### What you will do
Repeat the whole listing exactly as written.

Object point labels:

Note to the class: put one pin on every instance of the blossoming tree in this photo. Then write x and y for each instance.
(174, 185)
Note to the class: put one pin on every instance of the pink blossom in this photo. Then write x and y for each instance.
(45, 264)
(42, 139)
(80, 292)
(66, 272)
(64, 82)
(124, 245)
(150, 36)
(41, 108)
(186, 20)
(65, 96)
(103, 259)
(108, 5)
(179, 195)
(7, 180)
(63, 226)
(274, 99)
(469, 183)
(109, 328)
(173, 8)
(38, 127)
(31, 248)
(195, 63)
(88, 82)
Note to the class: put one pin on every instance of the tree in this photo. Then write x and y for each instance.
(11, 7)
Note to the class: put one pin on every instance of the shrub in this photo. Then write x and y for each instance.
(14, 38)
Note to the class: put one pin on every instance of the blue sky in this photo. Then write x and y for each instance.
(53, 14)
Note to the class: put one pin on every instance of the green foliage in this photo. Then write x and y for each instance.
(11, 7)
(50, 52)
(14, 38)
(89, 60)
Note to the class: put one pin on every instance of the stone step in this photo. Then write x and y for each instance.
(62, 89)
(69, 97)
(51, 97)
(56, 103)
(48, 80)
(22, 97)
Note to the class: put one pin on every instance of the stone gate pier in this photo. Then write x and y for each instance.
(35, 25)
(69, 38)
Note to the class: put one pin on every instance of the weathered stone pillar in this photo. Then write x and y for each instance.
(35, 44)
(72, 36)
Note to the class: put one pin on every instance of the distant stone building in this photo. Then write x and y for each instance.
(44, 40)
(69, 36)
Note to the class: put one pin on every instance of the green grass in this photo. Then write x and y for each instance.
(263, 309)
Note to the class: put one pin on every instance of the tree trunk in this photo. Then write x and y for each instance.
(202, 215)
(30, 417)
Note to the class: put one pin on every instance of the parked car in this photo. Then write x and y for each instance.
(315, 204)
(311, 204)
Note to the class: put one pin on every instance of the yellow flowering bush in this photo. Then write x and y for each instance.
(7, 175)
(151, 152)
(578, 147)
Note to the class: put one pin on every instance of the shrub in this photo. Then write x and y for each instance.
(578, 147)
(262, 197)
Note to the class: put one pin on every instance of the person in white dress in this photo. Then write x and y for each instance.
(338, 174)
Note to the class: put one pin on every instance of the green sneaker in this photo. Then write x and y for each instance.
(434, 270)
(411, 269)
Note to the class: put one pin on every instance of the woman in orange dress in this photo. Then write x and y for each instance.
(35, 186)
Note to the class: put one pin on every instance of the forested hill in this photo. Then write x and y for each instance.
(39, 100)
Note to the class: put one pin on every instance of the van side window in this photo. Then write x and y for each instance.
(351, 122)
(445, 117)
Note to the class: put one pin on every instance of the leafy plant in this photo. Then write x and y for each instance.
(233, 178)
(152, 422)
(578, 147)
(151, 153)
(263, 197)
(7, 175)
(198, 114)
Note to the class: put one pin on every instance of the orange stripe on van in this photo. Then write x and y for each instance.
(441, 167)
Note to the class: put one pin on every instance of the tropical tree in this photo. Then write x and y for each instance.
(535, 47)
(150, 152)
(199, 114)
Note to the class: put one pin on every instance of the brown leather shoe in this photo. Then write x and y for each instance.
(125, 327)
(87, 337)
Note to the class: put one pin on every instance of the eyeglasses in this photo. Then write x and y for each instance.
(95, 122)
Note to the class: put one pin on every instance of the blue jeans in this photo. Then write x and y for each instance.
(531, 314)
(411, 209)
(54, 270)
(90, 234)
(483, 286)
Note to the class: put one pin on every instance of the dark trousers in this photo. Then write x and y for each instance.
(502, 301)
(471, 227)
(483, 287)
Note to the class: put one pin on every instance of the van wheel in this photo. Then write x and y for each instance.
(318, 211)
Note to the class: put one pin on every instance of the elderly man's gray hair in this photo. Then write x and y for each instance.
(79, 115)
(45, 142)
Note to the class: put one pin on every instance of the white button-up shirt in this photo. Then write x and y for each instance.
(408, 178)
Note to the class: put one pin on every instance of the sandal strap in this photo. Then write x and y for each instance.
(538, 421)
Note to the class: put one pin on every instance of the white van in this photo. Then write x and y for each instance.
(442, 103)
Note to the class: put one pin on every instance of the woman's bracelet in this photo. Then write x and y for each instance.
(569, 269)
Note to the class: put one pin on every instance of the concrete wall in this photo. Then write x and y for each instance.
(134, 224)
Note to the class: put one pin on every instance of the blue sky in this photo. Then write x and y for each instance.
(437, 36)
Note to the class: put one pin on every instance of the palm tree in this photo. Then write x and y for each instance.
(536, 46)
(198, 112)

### Answer in full
Note to the class: put one pin on every instance of the blossoming tree in this photo. Then write x and y for each instance.
(174, 185)
Note to the class: put one pin on every instance of the pink blossom in this photo. Then write x and y for each instance.
(45, 264)
(42, 139)
(80, 292)
(66, 272)
(64, 82)
(124, 245)
(150, 36)
(41, 108)
(186, 20)
(65, 96)
(103, 259)
(108, 5)
(179, 195)
(7, 180)
(63, 226)
(274, 99)
(469, 183)
(109, 328)
(173, 8)
(38, 127)
(31, 248)
(195, 63)
(88, 82)
Note to the class: put one pin on every instance of the tree in this photo. Then write x and y for each instance.
(11, 7)
Note to the class: put one pin on every instance of the shrub in this photo. Then write x and y for each instance.
(14, 38)
Note to the class: put one pin on every instance of the blue sky in this photo. Then write x and y for each instance.
(53, 14)
Note to the class: put one pin on every instance of the green foliage in this photo. Then write x and y for each instance.
(11, 7)
(50, 52)
(14, 38)
(89, 60)
Note to the class: put one pin on every instance of the stone step in this photo. Then write x and y for each instance.
(62, 89)
(69, 97)
(51, 97)
(56, 103)
(48, 80)
(22, 97)
Note to the class: put one pin on every instance of the stone gate pier in this photo. Then write x and y for each instance.
(35, 25)
(69, 38)
Note to the class: put one pin on every instance of the weathered stone pillar in this photo. Then write x and y for each instance.
(35, 44)
(72, 36)
Note to the class: put one pin on every instance of the distant stone building in this photo. Then write x and y for each instance.
(44, 40)
(69, 36)
Note to the class: put one pin on every instance of the green grass in this photo. Then write x and y for each instance.
(263, 309)
Note to the class: put one pin on every instance of the tree trunk in this photo. Then write x and y for each instance.
(202, 215)
(30, 417)
Note to the class: put one pin on every instance of the parked car in this photo. Then write x and y for each instance.
(315, 204)
(311, 204)
Note to the class: put one pin on every instance of the yellow flowering bush in this photo. Then write x and y for each instance.
(7, 175)
(151, 152)
(578, 147)
Note to the class: put one pin on every instance of the shrub in this photo. Then write x and y for each instance.
(578, 147)
(262, 197)
Note to the class: put one pin on every instance of the person in white dress in this photo. Then write x and y for each instance.
(338, 174)
Note to the class: put one pin on every instance of the green sneaker in this photo. Then write x and y for each instance.
(434, 270)
(411, 269)
Note to the class: put one pin on every instance of the woman in orange dress in this photo. Then write x and y for each instance.
(35, 186)
Note to the class: put one pin on every instance of the forested hill in this photo. Then write x and y for each instance.
(39, 100)
Note to the class: put one pin on every instance of the van side window in this photo. Then write x and y for each instance.
(351, 122)
(445, 117)
Note to the class: put one pin on every instance of the leafy plant in this photo. Then write x and y for each instance.
(233, 178)
(152, 422)
(578, 147)
(151, 153)
(263, 197)
(7, 175)
(198, 114)
Note to the class: put one pin on every instance of the orange stripe on van in this photo. Then write x and y for each instance.
(441, 167)
Note to the class: put one pin on every instance of the tropical tree in this photo. Then write x and y for each instance.
(535, 47)
(150, 152)
(199, 114)
Note to the class: put one pin on every instance of the brown leather shoe in this photo. Then write x and y for each instance.
(125, 327)
(87, 337)
Note to the class: put one pin on every instance of the eyeglasses in this photo. Then write x and y for each instance.
(95, 122)
Note to the class: put one pin on every instance of the blue jeans in this photo. Then write x and y for each instance.
(531, 314)
(411, 209)
(54, 270)
(90, 234)
(483, 286)
Note to the class: put one pin on every instance of the dark trousers in this photo. Then write x and y for each instance.
(502, 301)
(471, 227)
(483, 287)
Note to the class: put one pin on every instance of the van wheel in this photo. Then write x and y for each instance.
(318, 211)
Note to the class: put one pin on every instance of the elderly man's gray hair in this photo. Then write x and y for each instance.
(79, 115)
(45, 142)
Note to the class: put one pin on every instance of the white button-up shirt in this photo. Then write x and y for each instance.
(408, 178)
Note to the class: put one pin on every instance of the sandal strap in this photo. Then write x and y for each instance.
(538, 421)
Note to the class: put one pin on every instance of the white van in this photo. Then write x and y for each instance.
(442, 103)
Note to the class: put one pin on every instance of the woman's bracelet in this photo. Then write x and y for each instance.
(569, 269)
Note to the class: put one pin on every instance of the concrete wall in this photo. Then write x and y for each instance.
(134, 224)
Note to the class: put one pin on every instance of the blue sky in this photo. Then write x and y for each instance.
(437, 36)
Note to the class: put one pin on every instance of the palm tree in this photo. Then write x and y for each instance.
(536, 46)
(198, 112)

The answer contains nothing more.